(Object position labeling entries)
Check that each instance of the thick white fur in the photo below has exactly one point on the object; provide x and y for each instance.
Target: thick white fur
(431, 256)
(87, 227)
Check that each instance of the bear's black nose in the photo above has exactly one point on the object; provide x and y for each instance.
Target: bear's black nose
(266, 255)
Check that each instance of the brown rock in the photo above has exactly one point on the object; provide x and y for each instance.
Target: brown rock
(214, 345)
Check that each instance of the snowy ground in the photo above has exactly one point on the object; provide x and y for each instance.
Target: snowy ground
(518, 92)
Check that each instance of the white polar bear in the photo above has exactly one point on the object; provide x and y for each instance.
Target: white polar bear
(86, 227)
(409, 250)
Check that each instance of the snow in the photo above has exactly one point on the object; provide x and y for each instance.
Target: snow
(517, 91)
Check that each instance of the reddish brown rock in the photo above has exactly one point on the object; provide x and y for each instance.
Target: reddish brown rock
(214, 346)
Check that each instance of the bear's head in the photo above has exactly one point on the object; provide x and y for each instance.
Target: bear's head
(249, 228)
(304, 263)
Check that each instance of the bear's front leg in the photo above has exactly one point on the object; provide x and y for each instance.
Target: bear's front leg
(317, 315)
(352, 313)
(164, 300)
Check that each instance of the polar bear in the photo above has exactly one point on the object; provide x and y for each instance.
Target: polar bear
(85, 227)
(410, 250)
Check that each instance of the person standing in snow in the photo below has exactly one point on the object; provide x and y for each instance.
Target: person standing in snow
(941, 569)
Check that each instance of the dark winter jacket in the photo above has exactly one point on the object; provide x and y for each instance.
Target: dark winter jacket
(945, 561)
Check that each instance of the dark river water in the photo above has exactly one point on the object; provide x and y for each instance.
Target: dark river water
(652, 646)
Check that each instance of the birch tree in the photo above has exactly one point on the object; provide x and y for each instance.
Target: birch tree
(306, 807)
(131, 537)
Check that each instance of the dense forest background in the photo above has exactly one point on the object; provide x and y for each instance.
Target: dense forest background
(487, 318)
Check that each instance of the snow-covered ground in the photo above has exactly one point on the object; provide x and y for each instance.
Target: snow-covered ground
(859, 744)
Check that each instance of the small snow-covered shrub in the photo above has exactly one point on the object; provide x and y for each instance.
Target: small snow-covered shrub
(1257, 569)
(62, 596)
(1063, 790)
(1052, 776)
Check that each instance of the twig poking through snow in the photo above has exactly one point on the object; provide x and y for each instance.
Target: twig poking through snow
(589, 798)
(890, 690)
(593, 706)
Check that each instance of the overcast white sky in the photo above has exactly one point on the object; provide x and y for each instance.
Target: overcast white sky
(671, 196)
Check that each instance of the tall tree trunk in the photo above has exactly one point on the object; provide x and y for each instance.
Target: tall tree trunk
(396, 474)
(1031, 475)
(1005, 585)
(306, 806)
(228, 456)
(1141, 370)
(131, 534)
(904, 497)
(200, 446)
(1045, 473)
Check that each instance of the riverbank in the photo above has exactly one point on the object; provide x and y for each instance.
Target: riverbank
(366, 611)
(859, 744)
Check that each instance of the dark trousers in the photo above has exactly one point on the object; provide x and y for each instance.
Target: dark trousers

▸ **Given exercise**: Everything from the line containing "Check that each instance of the person" to the end of the data above should be quoted exactly, please, both ends included, and nothing outside that span.

▸ **Written response**:
Check that each instance of the person standing in snow in the photo below has exactly one point on the object; provide x and y for each instance.
Target: person standing in snow
(941, 569)
Check that each instance of the dark winter jacket in the photo above has exactly one point on the object; provide x and y for each instance.
Target: dark winter jacket
(945, 561)
Check that each instance of the dark river water in the photo above has exactly one point on the object; provide x and y for each instance.
Target: dark river water
(652, 646)
Check that each instance of the birch tree in the photo above has exactly one point on the object; provide x and y for each instance.
Target: birch tree
(306, 807)
(131, 537)
Check that each instance of the dense forest background in the photo above has exactly one point on the object; provide x and y for each instance.
Target: dense forest background
(487, 318)
Check that each instance of the snow-covered ground in the photo above has exactly one point on the object; provide x and y for each instance.
Target: snow-covered ground
(859, 744)
Check that each instance of the small snow-covered shrub in the photo above has exactly one point on the object; provide x and y for each instance.
Target: small snow-covered shrub
(1257, 569)
(62, 596)
(1063, 790)
(1052, 776)
Check that each instance of the twig poking through snow in the photo above has exactly one point on the object; provide x and y for each instance.
Target: twig poking through snow
(589, 798)
(890, 690)
(593, 706)
Check that each instance of the overcast white sky in the photo above has exactly one point on the object; provide x and y for each instance.
Target: overcast white sky
(671, 196)
Check that each instance of the tall tree trunk in the photo above has exactly one point on the object; provide x and y for each instance.
Target: tall tree trunk
(396, 474)
(1031, 475)
(1005, 585)
(306, 806)
(228, 456)
(1141, 370)
(131, 534)
(904, 497)
(200, 446)
(1045, 473)
Check that each instance of the riverbank in the photo above has exactly one point on the object; provide x and y for each instance.
Target: riverbank
(366, 611)
(859, 744)
Check that each instance of the dark trousers in the photo above has exactly one point on the object; provide x and y for each instance.
Target: dark trousers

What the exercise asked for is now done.